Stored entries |
************
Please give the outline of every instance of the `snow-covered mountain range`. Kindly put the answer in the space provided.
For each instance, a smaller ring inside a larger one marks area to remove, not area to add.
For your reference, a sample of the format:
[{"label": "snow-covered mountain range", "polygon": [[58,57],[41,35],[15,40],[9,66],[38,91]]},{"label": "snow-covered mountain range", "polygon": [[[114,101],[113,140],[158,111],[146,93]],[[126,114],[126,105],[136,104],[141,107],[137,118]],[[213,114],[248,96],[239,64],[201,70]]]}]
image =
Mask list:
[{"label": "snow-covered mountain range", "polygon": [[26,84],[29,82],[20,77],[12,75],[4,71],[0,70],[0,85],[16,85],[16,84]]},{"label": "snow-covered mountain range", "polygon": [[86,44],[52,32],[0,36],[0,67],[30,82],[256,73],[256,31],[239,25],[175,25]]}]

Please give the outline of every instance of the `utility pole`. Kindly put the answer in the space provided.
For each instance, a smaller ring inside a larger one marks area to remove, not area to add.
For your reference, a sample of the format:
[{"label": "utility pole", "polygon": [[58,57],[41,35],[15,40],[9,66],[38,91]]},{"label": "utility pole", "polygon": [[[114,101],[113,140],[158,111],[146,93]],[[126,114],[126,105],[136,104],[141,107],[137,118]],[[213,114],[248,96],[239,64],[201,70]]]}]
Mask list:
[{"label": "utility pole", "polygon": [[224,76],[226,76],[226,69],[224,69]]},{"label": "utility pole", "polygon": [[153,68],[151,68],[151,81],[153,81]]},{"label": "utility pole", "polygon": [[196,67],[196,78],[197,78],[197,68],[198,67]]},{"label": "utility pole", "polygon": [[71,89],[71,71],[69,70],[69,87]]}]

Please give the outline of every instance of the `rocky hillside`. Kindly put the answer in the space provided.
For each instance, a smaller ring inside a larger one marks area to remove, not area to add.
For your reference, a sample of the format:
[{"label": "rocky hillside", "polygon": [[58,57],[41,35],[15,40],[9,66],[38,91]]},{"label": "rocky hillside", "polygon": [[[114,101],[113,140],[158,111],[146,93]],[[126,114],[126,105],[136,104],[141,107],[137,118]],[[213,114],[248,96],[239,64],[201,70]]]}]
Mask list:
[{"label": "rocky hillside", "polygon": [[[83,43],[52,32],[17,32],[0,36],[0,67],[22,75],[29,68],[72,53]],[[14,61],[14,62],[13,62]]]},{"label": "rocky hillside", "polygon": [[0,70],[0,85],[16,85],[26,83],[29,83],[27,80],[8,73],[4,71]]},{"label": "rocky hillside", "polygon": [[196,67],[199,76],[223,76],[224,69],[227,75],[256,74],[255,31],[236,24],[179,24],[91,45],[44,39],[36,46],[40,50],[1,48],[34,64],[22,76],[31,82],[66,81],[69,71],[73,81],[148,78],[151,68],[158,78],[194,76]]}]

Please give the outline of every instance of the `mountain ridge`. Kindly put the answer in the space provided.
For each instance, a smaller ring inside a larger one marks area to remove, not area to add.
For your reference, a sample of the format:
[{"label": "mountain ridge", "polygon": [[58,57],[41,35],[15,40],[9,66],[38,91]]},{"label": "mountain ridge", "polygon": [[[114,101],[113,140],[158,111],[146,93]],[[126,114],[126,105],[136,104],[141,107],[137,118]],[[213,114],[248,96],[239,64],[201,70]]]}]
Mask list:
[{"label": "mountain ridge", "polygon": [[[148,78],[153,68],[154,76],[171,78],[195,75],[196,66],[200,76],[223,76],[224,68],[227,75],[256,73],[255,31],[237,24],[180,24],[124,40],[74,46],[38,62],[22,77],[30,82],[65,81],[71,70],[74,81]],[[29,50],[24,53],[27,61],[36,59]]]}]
************
Aim of the exercise | Your task is to repeat the data exactly; please include every line.

Answer for the task |
Please give the outline of every instance of the `snow-covered mountain range`. Kindly put the answer in the space provided.
For each instance, a smaller ring inside a larger one marks area to remove, not area to add.
For your reference, a sample of the format:
[{"label": "snow-covered mountain range", "polygon": [[58,57],[41,35],[15,40],[9,66],[38,91]]},{"label": "snow-covered mountain range", "polygon": [[[114,101],[113,140],[158,111],[146,93]],[[126,114],[126,105],[136,104],[141,107],[137,118]],[[213,114],[248,96],[239,64],[201,70]]]}]
image =
Mask list:
[{"label": "snow-covered mountain range", "polygon": [[26,84],[29,82],[20,77],[12,75],[4,71],[0,70],[0,85],[16,85],[16,84]]},{"label": "snow-covered mountain range", "polygon": [[86,44],[52,32],[0,36],[0,67],[30,82],[256,73],[256,31],[239,25],[175,25]]}]

Please give the outline of every instance of the `utility pole`. Kindly put the answer in the space provided.
For each instance, a smaller ring inside a larger one marks area to remove, not area to add.
For your reference, a sample of the format:
[{"label": "utility pole", "polygon": [[58,57],[41,35],[15,40],[9,66],[38,91]]},{"label": "utility pole", "polygon": [[[114,101],[113,140],[158,111],[146,93]],[[126,114],[126,105],[136,104],[141,107],[137,118]],[[213,114],[248,96],[239,64],[201,70]]]}]
Mask list:
[{"label": "utility pole", "polygon": [[224,76],[226,76],[226,69],[224,69]]},{"label": "utility pole", "polygon": [[153,68],[151,68],[151,81],[153,81]]},{"label": "utility pole", "polygon": [[196,67],[196,78],[197,78],[197,68],[198,67]]},{"label": "utility pole", "polygon": [[71,89],[71,71],[69,70],[69,87]]}]

Please give the outline of every instance of the `rocky hillside`. Kindly put the answer in the space provided.
For each instance, a smaller ring inside a larger one marks area to remove, not area to add.
For your reference, a sample of the format:
[{"label": "rocky hillside", "polygon": [[58,57],[41,35],[15,40],[9,66],[38,91]]},{"label": "rocky hillside", "polygon": [[[114,101],[113,140],[158,111],[146,93]],[[126,114],[126,105],[136,104],[141,107],[137,118]],[[213,114],[248,96],[239,64],[201,70]]]}]
Mask list:
[{"label": "rocky hillside", "polygon": [[[83,43],[52,32],[17,32],[0,36],[0,67],[22,75],[29,68],[72,53]],[[14,61],[14,62],[13,62]]]},{"label": "rocky hillside", "polygon": [[0,70],[0,85],[16,85],[26,83],[29,83],[27,80],[8,73],[4,71]]},{"label": "rocky hillside", "polygon": [[196,67],[199,76],[223,76],[224,69],[227,75],[256,74],[255,31],[236,24],[179,24],[91,45],[44,39],[36,46],[40,50],[1,48],[34,64],[22,76],[31,82],[66,81],[69,71],[73,81],[148,78],[151,68],[158,78],[194,76]]}]

Please give the outline of every instance of the `mountain ridge`. Kindly put the answer in the space provided.
For each instance, a smaller ring inside a larger one marks area to remove, not area to add.
For your reference, a sample of the format:
[{"label": "mountain ridge", "polygon": [[58,57],[41,35],[15,40],[9,66],[38,91]]},{"label": "mountain ridge", "polygon": [[[114,101],[113,140],[158,111],[146,93]],[[126,114],[126,105],[136,104],[141,107],[137,118]],[[213,114],[248,96],[239,64],[201,70]]]}]
Mask list:
[{"label": "mountain ridge", "polygon": [[[148,78],[153,68],[154,76],[171,78],[195,75],[196,66],[200,76],[223,76],[224,68],[227,75],[256,73],[255,31],[237,24],[180,24],[124,40],[74,46],[38,62],[22,77],[30,82],[65,81],[71,70],[74,81]],[[29,50],[24,53],[27,61],[36,59]]]}]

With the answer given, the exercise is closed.